• Task statement
Look through the entries for the string "concrete" and copy every line where it shows up.

= = = = = = =

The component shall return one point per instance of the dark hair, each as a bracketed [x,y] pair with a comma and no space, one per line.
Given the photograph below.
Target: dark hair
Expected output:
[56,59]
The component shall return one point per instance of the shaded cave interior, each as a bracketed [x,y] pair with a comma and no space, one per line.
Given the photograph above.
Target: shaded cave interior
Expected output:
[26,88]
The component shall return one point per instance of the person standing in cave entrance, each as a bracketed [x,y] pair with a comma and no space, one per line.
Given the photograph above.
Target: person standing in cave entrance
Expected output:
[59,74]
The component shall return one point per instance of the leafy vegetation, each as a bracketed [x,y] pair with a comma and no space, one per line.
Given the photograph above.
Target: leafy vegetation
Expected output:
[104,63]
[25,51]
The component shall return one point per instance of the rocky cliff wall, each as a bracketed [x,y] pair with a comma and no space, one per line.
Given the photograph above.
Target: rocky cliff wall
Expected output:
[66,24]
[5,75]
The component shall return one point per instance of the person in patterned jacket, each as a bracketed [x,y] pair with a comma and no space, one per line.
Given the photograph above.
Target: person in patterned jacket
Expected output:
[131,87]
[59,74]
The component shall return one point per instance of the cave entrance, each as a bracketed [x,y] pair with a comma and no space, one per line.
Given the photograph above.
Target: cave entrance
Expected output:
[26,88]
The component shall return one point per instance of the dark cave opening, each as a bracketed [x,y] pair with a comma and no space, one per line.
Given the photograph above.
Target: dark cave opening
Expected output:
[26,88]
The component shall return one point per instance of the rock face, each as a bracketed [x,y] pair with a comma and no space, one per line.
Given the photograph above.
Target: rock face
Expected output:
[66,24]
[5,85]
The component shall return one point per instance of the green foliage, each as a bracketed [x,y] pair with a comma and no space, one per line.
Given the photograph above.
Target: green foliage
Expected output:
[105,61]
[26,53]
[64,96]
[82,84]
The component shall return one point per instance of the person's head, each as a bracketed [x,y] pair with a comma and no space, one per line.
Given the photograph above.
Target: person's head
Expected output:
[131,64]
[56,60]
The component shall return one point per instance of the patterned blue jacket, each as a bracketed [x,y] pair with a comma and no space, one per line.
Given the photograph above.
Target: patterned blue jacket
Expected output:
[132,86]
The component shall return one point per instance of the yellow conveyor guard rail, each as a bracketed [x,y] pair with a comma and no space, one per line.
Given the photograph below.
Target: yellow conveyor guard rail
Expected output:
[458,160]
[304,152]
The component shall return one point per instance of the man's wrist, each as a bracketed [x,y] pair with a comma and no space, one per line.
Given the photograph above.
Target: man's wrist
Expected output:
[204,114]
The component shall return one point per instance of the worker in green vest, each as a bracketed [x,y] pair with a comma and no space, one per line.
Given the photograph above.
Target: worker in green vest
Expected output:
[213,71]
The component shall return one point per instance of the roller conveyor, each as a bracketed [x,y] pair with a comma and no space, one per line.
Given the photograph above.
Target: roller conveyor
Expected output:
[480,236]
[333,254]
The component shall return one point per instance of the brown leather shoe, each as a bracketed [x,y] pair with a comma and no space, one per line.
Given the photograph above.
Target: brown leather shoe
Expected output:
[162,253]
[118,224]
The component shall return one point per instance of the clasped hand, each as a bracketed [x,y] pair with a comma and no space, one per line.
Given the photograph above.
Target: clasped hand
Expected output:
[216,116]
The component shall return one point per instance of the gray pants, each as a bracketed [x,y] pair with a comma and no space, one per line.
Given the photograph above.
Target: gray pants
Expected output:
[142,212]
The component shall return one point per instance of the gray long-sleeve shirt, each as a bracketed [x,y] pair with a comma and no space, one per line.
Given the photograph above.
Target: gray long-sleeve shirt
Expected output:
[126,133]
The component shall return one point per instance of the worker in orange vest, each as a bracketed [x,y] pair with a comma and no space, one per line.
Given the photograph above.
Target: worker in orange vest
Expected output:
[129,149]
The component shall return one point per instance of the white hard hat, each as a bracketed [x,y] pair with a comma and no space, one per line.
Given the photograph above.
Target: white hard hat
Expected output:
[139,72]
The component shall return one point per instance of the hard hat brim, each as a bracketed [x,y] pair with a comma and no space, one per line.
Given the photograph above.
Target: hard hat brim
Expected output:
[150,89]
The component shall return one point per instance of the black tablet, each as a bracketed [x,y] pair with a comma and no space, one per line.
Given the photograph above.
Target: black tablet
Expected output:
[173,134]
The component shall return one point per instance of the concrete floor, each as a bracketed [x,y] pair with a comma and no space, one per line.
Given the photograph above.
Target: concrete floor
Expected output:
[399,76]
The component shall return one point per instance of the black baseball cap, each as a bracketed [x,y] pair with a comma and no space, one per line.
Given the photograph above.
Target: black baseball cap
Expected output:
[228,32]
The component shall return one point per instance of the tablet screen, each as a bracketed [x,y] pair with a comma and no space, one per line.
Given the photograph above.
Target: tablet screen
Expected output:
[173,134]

= = = = = = =

• Reply to the exercise
The component shall return one point per instance of the concrete floor, each as a bracketed [x,y] pair with a comma and no space, one per line.
Target: concrete floor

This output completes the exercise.